* Exercise details:
Could you render every one of the rows below as a Markdown table with the columns Number and Line, leaving out any blank lines?

[Source data]
----

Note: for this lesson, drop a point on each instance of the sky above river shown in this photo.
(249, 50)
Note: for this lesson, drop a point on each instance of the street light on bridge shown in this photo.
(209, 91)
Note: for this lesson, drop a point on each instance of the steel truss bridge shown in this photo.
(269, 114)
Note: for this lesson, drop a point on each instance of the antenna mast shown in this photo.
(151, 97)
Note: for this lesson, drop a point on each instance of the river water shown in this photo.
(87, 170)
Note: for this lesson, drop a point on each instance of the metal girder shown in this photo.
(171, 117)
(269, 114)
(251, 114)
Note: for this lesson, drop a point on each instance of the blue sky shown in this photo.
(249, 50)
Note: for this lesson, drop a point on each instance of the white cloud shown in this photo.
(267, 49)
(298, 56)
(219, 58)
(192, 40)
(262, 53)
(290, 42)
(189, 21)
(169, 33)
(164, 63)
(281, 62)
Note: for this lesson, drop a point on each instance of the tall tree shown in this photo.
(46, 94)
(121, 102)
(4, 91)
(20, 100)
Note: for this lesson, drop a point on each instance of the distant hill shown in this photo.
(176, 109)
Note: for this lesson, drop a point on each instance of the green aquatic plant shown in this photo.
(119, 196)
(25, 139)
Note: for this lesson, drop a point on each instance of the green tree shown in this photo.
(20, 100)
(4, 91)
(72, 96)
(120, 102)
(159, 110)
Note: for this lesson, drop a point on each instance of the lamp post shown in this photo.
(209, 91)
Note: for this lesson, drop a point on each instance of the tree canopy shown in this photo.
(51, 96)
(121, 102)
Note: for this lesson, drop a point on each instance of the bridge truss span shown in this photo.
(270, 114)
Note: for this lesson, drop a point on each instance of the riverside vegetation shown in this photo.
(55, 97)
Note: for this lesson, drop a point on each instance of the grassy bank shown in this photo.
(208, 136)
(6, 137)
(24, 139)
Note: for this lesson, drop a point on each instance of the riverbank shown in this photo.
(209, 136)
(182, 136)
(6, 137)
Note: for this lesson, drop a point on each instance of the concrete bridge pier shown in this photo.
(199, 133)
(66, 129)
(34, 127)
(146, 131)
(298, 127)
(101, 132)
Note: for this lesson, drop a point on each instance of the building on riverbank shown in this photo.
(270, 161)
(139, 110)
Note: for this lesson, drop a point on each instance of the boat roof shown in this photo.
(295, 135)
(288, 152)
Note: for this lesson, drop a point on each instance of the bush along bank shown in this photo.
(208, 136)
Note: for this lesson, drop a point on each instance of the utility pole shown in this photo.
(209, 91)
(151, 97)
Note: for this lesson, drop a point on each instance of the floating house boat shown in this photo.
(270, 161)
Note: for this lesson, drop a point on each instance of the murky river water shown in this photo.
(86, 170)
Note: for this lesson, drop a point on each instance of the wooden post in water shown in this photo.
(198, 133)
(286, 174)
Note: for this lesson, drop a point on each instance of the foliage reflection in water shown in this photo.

----

* The solution:
| Number | Line |
|---|---|
| 1 | Note: for this lesson, drop a point on each instance of the sky above river shown in this photo. |
| 2 | (249, 50) |
| 3 | Note: for this lesson, drop a point on each instance of the street light on bridge shown in this photo. |
| 4 | (209, 91) |
| 5 | Note: for this lesson, drop a point on each instance of the steel truss bridge shown in this photo. |
| 6 | (269, 114) |
| 7 | Note: for this lesson, drop a point on each instance of the antenna mast shown in this photo. |
| 8 | (151, 97) |
| 9 | Note: for this lesson, drop a point on each instance of the river water shown in this photo. |
| 10 | (87, 170) |
| 11 | Note: for this lesson, drop a point on each instance of the metal girder shown in this photo. |
| 12 | (171, 117) |
| 13 | (269, 114) |
| 14 | (251, 114) |
| 15 | Note: for this lesson, drop a point on each instance of the blue sky shown in this photo. |
| 16 | (249, 50) |
| 17 | Note: for this lesson, drop a point on each instance of the white cloud shown in this photo. |
| 18 | (267, 49) |
| 19 | (298, 56) |
| 20 | (219, 58) |
| 21 | (192, 40) |
| 22 | (262, 53) |
| 23 | (290, 42) |
| 24 | (189, 21) |
| 25 | (169, 33) |
| 26 | (164, 63) |
| 27 | (281, 62) |
| 28 | Note: for this lesson, drop a point on each instance of the tall tree shown in this photo. |
| 29 | (46, 94) |
| 30 | (121, 102) |
| 31 | (4, 91) |
| 32 | (20, 100) |
| 33 | Note: for this lesson, drop a point on each instance of the distant hill shown in this photo. |
| 34 | (176, 109) |
| 35 | Note: for this lesson, drop a point on each instance of the green aquatic plant shown in this photo. |
| 36 | (119, 196) |
| 37 | (25, 139) |
| 38 | Note: for this lesson, drop a point on each instance of the green tree shown in this photo. |
| 39 | (20, 100) |
| 40 | (4, 91) |
| 41 | (72, 96) |
| 42 | (120, 102) |
| 43 | (159, 110) |
| 44 | Note: for this lesson, drop a point on each instance of the lamp post shown in this photo. |
| 45 | (209, 91) |
| 46 | Note: for this lesson, drop a point on each instance of the tree canopy shown in this photo. |
| 47 | (51, 96) |
| 48 | (121, 102) |
| 49 | Note: for this lesson, drop a point on each instance of the bridge truss span shown in this photo. |
| 50 | (270, 114) |
| 51 | Note: for this lesson, drop a point on each instance of the riverside vegetation shown in this photo. |
| 52 | (55, 97) |
| 53 | Note: for this lesson, drop a point on each instance of the grassy bank shown in this photo. |
| 54 | (208, 136) |
| 55 | (6, 137) |
| 56 | (24, 139) |
| 57 | Note: for this lesson, drop a point on each instance of the riverbank shown in this photo. |
| 58 | (209, 136) |
| 59 | (182, 136) |
| 60 | (6, 137) |
| 61 | Note: for this lesson, drop a point on each instance of the concrete bridge pier shown in this photo. |
| 62 | (199, 133) |
| 63 | (66, 129) |
| 64 | (34, 127) |
| 65 | (146, 131) |
| 66 | (298, 127) |
| 67 | (101, 132) |
| 68 | Note: for this lesson, drop a point on each instance of the building on riverbank shown in this photo. |
| 69 | (270, 161) |
| 70 | (139, 110) |
| 71 | Note: for this lesson, drop a point on each instance of the boat roof shown in this photo. |
| 72 | (295, 135) |
| 73 | (288, 152) |
| 74 | Note: for this lesson, drop a point on each instance of the bush along bank shown in this photo. |
| 75 | (208, 136) |
| 76 | Note: for this lesson, drop a point on each instance of the utility pole shown in this photo. |
| 77 | (209, 91) |
| 78 | (151, 97) |
| 79 | Note: for this lesson, drop a point on each instance of the floating house boat shown in this photo. |
| 80 | (270, 161) |
| 81 | Note: for this lesson, drop a point on each instance of the murky river water shown in this photo. |
| 82 | (86, 170) |
| 83 | Note: for this lesson, drop a point on each instance of the wooden post in water shown in this photo. |
| 84 | (198, 133) |
| 85 | (286, 174) |
| 86 | Note: for this lesson, drop a point on each instance of the foliage reflection in water shown in this photo. |